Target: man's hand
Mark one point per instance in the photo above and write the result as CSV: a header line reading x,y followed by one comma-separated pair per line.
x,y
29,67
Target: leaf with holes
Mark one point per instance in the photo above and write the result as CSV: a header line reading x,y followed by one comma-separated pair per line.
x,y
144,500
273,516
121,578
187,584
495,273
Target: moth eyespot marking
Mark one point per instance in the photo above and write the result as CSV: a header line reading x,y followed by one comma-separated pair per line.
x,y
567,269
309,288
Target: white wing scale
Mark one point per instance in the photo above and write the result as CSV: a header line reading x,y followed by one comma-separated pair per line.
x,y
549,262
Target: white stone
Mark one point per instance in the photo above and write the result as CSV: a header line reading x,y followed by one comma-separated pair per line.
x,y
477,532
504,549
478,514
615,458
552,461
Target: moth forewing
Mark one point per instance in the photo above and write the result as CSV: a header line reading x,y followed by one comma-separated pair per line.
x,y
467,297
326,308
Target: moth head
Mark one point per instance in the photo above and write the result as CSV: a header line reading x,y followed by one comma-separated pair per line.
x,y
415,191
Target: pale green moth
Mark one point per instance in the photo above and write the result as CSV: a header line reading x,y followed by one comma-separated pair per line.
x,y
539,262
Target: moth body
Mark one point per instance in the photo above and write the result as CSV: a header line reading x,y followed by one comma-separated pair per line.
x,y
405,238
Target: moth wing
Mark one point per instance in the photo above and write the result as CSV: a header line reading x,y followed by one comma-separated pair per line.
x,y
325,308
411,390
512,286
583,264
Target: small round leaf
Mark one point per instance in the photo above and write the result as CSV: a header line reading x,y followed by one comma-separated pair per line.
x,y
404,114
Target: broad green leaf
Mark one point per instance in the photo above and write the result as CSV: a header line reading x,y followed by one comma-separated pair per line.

» EXERCISE REQUIREMENTS: Edit the listing above so that each "Target" becomes "Object", and keep every other part of every line unchanged.

» THE COMPLETED TASK:
Object: man's hand
Mark one point per instance in the photo above and write the result as CSV: a header line reading x,y followed by one comma-separated pair per line.
x,y
29,67
Object: leaf with holes
Mark one point per instance in the photo above and write the result as CSV: a header line reading x,y followed by one comma-separated pair per line.
x,y
144,500
273,516
121,578
187,584
495,273
Object: moth eyespot marking
Mark one point per instance in the photo above and write the result as CSV: a header line reading x,y followed by one comma-separated pair per line.
x,y
567,269
309,288
Object: white wing scale
Mark one point per instance in the photo above and write the result as CSV: a header line reading x,y followed by one comma-separated pair per line.
x,y
549,262
Object: white stone
Mark one point per instance in the photo above and write the result as CSV: a header line reading x,y followed by one comma-separated pair per line.
x,y
477,532
504,549
478,514
615,458
552,461
Object: moth forewing
Mark one point per instance in the photo above and write the result as CSV: a header line reading x,y followed by one comma-separated pair per line.
x,y
467,297
326,308
Object: moth head
Mark one point per instance in the photo above and write the result as CSV: a header line reading x,y followed by one comma-separated pair per line.
x,y
415,191
Object: pale green moth
Mark one point per instance in the photo above and write the result as CSV: a header line reading x,y followed by one comma-separated pair per line.
x,y
539,262
Object: moth body
Mark one point per instance in the photo above and write the result as CSV: a header line reading x,y followed by one comma-separated pair per line.
x,y
405,238
Object: moth wing
Mark one point per instance in the photo above and write the result as CSV: a header line reading x,y followed by one comma-separated pair per line.
x,y
325,308
411,390
512,286
583,264
Object: small round leaf
Mark one point per instance in the photo above and write the result as CSV: a header line reading x,y followed by one comma-separated pair per line.
x,y
404,114
Object: broad green leaf
Mark one point per instance in the photo above and write the result as CSV: a header line reading x,y followed by one comma-separated pair per line.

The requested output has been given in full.